(Set task): Could you pull out every line of the records below and repeat each one word for word, leaving out the pictures?

Photo object pointing records:

----

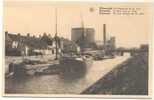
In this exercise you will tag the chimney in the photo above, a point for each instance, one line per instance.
(6, 32)
(104, 34)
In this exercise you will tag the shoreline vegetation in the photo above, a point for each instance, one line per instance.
(128, 78)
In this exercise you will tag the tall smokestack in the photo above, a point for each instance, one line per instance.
(104, 34)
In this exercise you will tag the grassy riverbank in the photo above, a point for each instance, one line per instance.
(128, 78)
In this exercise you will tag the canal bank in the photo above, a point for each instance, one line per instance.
(60, 84)
(128, 78)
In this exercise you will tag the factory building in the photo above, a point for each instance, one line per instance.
(84, 37)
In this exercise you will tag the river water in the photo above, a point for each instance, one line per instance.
(61, 84)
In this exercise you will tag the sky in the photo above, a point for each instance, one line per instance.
(38, 17)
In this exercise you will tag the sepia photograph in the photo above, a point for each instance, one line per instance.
(77, 49)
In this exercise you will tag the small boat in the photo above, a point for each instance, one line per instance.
(74, 64)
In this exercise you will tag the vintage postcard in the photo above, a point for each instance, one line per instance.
(77, 49)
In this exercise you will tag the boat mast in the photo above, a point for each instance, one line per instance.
(56, 37)
(82, 26)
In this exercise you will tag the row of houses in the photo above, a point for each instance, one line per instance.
(18, 45)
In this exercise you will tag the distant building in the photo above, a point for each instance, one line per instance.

----

(Result for this exercise):
In this exercise you will tag the chimney in the photo above, a point for each instance, one line per instance.
(6, 32)
(104, 34)
In this exercise you will tag the shoreline vegetation in the photo above, a point for each instance, one line per instance.
(128, 78)
In this exercise you will tag the tall smokestack in the photo above, a point for each instance, one line per instance.
(104, 34)
In this exercise you will tag the grassy riverbank in the photo above, a point for each instance, one line per instance.
(128, 78)
In this exercise you will tag the canal bank in the photo above, a point for each instance, one line per instance.
(60, 84)
(128, 78)
In this exercise you will tag the factory building in the photo above, a point for each instance, one line per instance.
(84, 37)
In this exercise you will tag the river water in the photo above, a point for each instance, one line per instance.
(61, 84)
In this exercise you will tag the sky in the photo above, a point for each instance, one line per instance.
(38, 17)
In this exercise you will tag the sepia photograph in the photo above, a point for each instance, one line per instance.
(77, 49)
In this exercise you will tag the small boat in the photo above, a point for each instance, one line per instance.
(74, 64)
In this exercise you will tag the vintage postcard in the photo above, a point for each instance, one line per instance.
(77, 49)
In this exercise you will tag the boat mast in the photo above, a point for each instance, one line per instance.
(56, 37)
(82, 26)
In this exercise you will tag the row of houses in the photo above, a point for each instance, one line per instance.
(18, 45)
In this exercise you will tag the distant building in the photo above, a point for each instance, one line per instance.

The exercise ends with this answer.